** START ENTRIES SUPPLIED **
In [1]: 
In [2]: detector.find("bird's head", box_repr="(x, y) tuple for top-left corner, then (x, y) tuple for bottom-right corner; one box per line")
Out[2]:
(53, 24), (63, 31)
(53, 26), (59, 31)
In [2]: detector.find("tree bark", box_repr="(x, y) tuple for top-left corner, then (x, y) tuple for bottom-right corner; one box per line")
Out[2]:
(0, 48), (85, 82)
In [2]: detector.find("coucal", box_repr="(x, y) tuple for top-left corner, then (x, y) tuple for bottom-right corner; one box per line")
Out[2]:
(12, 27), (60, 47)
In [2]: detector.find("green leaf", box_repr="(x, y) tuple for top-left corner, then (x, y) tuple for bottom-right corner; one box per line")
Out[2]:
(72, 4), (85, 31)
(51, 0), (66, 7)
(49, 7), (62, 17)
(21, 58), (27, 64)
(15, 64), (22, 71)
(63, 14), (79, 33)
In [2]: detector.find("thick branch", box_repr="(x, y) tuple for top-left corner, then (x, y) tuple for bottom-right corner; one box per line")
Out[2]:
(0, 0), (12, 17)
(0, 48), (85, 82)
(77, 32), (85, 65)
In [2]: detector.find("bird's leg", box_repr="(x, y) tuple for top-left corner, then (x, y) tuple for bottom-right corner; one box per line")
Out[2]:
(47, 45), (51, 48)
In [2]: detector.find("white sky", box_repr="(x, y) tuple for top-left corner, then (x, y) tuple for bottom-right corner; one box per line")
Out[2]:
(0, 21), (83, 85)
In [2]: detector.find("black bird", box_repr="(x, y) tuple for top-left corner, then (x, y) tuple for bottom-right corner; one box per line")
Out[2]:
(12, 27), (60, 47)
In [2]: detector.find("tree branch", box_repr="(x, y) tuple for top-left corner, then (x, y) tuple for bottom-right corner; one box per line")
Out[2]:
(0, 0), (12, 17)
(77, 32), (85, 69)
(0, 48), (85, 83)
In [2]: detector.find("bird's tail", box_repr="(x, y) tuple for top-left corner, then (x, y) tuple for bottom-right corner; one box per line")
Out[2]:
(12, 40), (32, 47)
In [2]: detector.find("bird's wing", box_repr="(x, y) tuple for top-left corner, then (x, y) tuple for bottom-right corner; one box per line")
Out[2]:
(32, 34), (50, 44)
** END ENTRIES SUPPLIED **
TASK GOAL
Render the lines above as a numbered list, omitting any blank lines.

RESULT OF THE EXERCISE
1. In [1]: 
2. In [2]: detector.find("bird's head", box_repr="(x, y) tuple for top-left corner, then (x, y) tuple for bottom-right corner; one box per line")
3. Out[2]:
4. (53, 24), (63, 31)
5. (53, 26), (59, 31)
6. In [2]: detector.find("tree bark", box_repr="(x, y) tuple for top-left corner, then (x, y) tuple for bottom-right corner; one box per line")
7. Out[2]:
8. (0, 48), (85, 82)
9. In [2]: detector.find("coucal", box_repr="(x, y) tuple for top-left corner, then (x, y) tuple for bottom-right corner; one box per line")
10. Out[2]:
11. (12, 27), (60, 47)
12. In [2]: detector.find("green leaf", box_repr="(x, y) tuple for top-left corner, then (x, y) tuple for bottom-right corner; one box per line")
13. Out[2]:
14. (72, 4), (85, 31)
15. (51, 0), (66, 7)
16. (49, 7), (62, 17)
17. (21, 58), (27, 64)
18. (15, 64), (22, 71)
19. (63, 14), (79, 33)
20. In [2]: detector.find("thick branch", box_repr="(x, y) tuple for top-left corner, then (x, y) tuple for bottom-right corner; one box per line")
21. Out[2]:
22. (0, 0), (12, 17)
23. (0, 48), (85, 82)
24. (77, 32), (85, 65)
25. In [2]: detector.find("bird's leg", box_repr="(x, y) tuple for top-left corner, then (x, y) tuple for bottom-right corner; one box per line")
26. Out[2]:
27. (47, 45), (51, 48)
28. In [2]: detector.find("white sky", box_repr="(x, y) tuple for top-left corner, then (x, y) tuple for bottom-right corner; one box per line")
29. Out[2]:
30. (0, 21), (83, 85)
31. In [2]: detector.find("black bird", box_repr="(x, y) tuple for top-left corner, then (x, y) tuple for bottom-right corner; one box per line")
32. Out[2]:
33. (12, 27), (60, 47)
34. In [2]: detector.find("tree branch", box_repr="(x, y) tuple for top-left corner, then (x, y) tuple for bottom-right corner; one box per line")
35. Out[2]:
36. (0, 0), (12, 17)
37. (77, 32), (85, 69)
38. (0, 48), (85, 83)
39. In [2]: detector.find("bird's tail", box_repr="(x, y) tuple for top-left corner, then (x, y) tuple for bottom-right corner; one box per line")
40. Out[2]:
41. (12, 40), (32, 47)
42. In [2]: detector.find("bird's wing", box_repr="(x, y) tuple for top-left corner, then (x, y) tuple for bottom-right corner; one box per line")
43. Out[2]:
44. (32, 34), (50, 44)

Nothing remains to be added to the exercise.